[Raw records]

++++++++++

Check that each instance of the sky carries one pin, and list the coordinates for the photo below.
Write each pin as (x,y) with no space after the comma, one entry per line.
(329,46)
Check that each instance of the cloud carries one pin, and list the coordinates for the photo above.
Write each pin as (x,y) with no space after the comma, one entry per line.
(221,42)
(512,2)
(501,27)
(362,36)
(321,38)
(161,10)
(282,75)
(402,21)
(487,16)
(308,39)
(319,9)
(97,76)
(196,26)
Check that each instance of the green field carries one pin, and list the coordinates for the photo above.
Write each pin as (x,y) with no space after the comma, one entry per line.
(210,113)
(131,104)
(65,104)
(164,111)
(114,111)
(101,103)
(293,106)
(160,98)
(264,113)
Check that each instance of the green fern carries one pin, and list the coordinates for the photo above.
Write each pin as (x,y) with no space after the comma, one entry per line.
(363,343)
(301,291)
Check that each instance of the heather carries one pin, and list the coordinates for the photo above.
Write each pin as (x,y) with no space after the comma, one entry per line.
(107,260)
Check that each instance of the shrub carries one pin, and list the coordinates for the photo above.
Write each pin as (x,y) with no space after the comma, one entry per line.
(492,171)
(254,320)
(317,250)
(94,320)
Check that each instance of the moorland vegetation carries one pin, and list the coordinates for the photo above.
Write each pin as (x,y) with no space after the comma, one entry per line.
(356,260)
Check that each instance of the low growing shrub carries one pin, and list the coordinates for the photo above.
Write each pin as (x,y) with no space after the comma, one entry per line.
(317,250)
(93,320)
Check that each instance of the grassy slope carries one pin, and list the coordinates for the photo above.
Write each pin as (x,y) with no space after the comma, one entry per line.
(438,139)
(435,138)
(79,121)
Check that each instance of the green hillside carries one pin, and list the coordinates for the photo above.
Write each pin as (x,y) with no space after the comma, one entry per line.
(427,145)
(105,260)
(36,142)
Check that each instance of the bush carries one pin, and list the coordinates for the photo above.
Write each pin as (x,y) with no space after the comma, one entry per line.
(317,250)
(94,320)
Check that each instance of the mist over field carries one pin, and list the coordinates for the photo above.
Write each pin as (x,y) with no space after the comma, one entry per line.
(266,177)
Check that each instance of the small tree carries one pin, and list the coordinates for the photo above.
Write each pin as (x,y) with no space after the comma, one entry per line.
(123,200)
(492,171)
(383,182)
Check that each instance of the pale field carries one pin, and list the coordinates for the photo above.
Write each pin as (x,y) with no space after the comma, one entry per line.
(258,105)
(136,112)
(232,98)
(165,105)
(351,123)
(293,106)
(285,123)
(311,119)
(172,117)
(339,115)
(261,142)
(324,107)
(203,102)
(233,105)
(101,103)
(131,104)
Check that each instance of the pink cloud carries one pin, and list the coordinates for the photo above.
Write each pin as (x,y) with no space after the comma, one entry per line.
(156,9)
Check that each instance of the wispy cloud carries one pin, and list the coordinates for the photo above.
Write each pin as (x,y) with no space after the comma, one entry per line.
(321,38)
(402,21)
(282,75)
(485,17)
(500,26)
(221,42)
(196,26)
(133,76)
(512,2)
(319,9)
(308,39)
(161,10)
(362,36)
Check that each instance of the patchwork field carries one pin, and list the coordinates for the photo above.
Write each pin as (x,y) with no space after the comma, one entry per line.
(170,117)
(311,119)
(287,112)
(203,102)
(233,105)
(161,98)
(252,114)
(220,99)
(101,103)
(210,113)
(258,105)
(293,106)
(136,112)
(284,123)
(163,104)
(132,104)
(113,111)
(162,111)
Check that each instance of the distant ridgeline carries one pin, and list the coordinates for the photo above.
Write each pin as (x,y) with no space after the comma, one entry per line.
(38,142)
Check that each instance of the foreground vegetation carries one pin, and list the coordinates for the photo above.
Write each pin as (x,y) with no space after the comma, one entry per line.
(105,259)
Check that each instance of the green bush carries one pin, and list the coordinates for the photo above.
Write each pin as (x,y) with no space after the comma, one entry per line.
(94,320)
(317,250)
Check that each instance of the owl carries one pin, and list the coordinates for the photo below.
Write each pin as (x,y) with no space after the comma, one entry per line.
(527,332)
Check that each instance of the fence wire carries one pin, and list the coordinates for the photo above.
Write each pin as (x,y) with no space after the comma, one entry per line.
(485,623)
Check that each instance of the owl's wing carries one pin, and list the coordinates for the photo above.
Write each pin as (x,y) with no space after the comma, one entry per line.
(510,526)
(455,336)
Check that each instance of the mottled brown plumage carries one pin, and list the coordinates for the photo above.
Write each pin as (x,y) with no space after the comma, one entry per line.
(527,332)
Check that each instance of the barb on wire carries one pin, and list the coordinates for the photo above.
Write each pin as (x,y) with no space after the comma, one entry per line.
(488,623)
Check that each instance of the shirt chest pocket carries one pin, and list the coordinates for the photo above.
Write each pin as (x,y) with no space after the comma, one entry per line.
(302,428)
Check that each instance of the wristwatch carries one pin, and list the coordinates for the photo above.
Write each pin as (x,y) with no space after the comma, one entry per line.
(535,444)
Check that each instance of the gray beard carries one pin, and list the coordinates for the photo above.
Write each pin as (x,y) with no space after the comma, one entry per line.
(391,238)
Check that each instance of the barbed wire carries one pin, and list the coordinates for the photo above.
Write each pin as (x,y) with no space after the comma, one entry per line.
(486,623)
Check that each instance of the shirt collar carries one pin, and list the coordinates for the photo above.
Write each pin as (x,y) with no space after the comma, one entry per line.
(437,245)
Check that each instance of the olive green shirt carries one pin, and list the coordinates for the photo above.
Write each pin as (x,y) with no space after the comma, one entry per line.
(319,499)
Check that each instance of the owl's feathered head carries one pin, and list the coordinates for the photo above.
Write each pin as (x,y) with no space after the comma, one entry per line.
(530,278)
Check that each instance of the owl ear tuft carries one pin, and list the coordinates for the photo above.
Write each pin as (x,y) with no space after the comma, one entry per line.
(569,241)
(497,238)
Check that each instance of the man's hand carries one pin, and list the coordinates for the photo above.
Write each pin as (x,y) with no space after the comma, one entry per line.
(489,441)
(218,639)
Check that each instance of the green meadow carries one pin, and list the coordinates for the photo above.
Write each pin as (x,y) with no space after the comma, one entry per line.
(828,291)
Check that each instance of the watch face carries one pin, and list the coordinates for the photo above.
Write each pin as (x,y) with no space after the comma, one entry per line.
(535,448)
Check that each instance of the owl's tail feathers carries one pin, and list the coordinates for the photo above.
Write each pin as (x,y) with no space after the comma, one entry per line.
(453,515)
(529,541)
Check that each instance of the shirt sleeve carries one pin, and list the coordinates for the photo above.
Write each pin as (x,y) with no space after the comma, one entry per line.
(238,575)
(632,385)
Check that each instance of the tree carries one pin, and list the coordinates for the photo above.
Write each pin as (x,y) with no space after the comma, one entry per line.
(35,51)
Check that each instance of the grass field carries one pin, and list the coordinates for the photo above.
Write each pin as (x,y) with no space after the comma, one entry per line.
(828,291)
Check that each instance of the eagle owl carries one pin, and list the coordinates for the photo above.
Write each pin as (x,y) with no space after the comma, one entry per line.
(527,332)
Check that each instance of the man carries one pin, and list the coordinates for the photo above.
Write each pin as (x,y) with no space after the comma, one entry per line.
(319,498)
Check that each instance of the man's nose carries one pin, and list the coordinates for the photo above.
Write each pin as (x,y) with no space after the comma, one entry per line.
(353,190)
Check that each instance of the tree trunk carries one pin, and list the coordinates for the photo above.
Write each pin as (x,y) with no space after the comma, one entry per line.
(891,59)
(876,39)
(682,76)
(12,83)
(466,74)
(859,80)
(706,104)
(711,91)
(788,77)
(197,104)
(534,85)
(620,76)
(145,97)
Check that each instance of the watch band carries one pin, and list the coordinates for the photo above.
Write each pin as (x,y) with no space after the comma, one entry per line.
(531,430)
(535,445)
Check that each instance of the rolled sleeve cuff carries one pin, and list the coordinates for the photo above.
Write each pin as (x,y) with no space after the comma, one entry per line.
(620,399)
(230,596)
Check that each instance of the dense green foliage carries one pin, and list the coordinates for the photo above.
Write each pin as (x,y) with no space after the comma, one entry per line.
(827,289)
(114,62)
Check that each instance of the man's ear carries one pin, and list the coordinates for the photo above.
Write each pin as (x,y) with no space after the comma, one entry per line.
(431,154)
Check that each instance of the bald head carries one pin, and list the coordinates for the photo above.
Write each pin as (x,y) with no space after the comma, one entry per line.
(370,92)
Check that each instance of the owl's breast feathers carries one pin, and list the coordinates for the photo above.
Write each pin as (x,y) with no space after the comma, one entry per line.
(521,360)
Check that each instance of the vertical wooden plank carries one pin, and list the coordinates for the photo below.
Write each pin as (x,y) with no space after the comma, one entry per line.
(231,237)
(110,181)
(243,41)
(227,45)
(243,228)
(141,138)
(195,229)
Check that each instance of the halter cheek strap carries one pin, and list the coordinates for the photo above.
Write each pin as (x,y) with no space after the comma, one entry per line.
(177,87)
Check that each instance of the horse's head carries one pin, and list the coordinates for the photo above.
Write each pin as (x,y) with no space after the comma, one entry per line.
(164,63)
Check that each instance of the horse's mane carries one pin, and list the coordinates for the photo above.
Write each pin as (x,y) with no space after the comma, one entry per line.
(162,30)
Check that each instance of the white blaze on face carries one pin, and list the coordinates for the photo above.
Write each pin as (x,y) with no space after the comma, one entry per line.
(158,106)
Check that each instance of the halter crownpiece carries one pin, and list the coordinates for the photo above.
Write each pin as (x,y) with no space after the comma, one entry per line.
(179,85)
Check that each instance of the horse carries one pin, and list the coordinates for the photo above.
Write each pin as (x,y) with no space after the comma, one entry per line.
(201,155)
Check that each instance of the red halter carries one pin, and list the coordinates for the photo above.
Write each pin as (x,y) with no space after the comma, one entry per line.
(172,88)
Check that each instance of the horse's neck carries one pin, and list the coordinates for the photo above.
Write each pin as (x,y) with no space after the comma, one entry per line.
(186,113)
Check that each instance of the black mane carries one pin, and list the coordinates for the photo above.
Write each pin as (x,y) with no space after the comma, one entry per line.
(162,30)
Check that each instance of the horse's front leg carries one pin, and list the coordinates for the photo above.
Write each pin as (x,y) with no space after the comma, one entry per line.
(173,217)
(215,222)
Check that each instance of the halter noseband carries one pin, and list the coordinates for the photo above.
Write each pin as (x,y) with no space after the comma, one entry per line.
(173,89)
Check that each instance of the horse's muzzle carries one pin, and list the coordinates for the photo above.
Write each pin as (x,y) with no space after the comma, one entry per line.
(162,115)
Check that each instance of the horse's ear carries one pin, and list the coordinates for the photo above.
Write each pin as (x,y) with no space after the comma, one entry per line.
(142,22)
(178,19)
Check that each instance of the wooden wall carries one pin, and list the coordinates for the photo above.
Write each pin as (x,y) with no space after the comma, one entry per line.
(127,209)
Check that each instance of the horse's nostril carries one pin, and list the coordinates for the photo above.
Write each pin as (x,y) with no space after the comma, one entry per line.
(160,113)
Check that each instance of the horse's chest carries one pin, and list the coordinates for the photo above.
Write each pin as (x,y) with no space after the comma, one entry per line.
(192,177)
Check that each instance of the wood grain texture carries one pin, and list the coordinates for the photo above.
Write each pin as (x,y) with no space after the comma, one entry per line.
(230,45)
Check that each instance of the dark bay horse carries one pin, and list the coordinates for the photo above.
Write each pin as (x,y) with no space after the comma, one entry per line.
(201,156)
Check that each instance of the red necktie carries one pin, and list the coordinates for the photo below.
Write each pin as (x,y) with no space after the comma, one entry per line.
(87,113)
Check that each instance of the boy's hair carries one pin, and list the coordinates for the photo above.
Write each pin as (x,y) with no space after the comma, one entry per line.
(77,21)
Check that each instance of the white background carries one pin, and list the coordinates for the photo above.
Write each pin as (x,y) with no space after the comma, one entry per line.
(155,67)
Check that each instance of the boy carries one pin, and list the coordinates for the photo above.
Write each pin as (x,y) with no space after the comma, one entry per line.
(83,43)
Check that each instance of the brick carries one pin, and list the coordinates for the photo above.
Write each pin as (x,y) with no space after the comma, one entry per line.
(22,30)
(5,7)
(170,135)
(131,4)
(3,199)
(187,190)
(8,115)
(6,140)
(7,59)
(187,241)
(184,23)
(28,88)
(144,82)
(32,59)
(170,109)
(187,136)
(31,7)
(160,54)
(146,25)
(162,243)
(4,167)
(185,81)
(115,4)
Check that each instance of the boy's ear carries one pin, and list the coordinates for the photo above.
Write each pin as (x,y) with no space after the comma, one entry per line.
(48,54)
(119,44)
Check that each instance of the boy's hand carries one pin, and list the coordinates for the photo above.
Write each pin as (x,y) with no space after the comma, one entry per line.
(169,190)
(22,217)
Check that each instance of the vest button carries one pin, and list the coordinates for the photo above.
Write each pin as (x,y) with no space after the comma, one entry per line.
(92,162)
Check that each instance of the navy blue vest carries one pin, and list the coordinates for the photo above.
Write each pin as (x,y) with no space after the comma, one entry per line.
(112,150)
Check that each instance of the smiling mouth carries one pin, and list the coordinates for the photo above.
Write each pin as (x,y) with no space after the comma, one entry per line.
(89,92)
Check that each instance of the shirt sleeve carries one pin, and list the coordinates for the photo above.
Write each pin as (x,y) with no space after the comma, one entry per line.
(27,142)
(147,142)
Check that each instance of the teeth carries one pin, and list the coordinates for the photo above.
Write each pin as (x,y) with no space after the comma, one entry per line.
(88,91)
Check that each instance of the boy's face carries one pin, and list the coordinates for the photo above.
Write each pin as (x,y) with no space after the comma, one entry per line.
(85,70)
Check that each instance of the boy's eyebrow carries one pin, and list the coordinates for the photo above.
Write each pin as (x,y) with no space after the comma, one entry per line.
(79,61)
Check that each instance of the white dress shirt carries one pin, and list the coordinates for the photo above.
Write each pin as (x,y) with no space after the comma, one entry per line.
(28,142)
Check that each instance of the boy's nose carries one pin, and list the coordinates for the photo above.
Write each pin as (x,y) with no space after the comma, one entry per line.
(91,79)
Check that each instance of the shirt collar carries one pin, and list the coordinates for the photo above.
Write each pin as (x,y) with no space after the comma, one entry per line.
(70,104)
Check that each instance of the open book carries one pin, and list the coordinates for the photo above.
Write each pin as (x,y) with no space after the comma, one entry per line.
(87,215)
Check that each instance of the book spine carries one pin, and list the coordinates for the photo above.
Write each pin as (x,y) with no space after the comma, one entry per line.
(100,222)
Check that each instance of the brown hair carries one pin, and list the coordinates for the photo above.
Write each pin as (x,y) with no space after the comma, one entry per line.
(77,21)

++++++++++

* **THE EXERCISE**: Copy out exactly the lines from the line with "Check that each instance of the teeth" to the end of the listing, including both of those lines, and give nothing else.

* **EXPECTED ANSWER**:
Check that each instance of the teeth carries one pin, and list the coordinates for the photo above.
Write each pin as (x,y) with no space after the comma, one entry per line.
(88,91)
Check that each instance of the boy's face carries one pin, and list the coordinates for the photo above.
Write each pin as (x,y) with no space after the comma, one entry per line.
(85,70)
Check that each instance of the boy's eyebrow carries one pin, and list the coordinates for the photo above.
Write each pin as (x,y) with no space after the comma, one entry per line.
(79,61)
Check that each instance of the white dress shirt carries one pin, and list the coordinates for the photo above.
Write each pin as (x,y) with no space after the comma, one entry per line.
(28,142)
Check that each instance of the boy's nose carries one pin, and list the coordinates for the photo above.
Write each pin as (x,y) with no space after the comma, one entry per line.
(91,79)
Check that each instance of the shirt collar carries one pin, and list the coordinates for the photo above.
Write each pin as (x,y) with no space after the comma, one entry per line.
(70,104)
Check that each instance of the open book carries one pin, and list the coordinates for the photo above.
Write each pin as (x,y) with no space after the comma, one entry per line.
(87,215)
Check that each instance of the book spine carries one pin, and list the coordinates for the photo above.
Write each pin as (x,y) with no space after the comma, one entry per line.
(100,222)
Check that each instance of the brown hair carries one pin, and list the coordinates for the photo above.
Write each pin as (x,y) with no space after the comma, one entry per line.
(77,21)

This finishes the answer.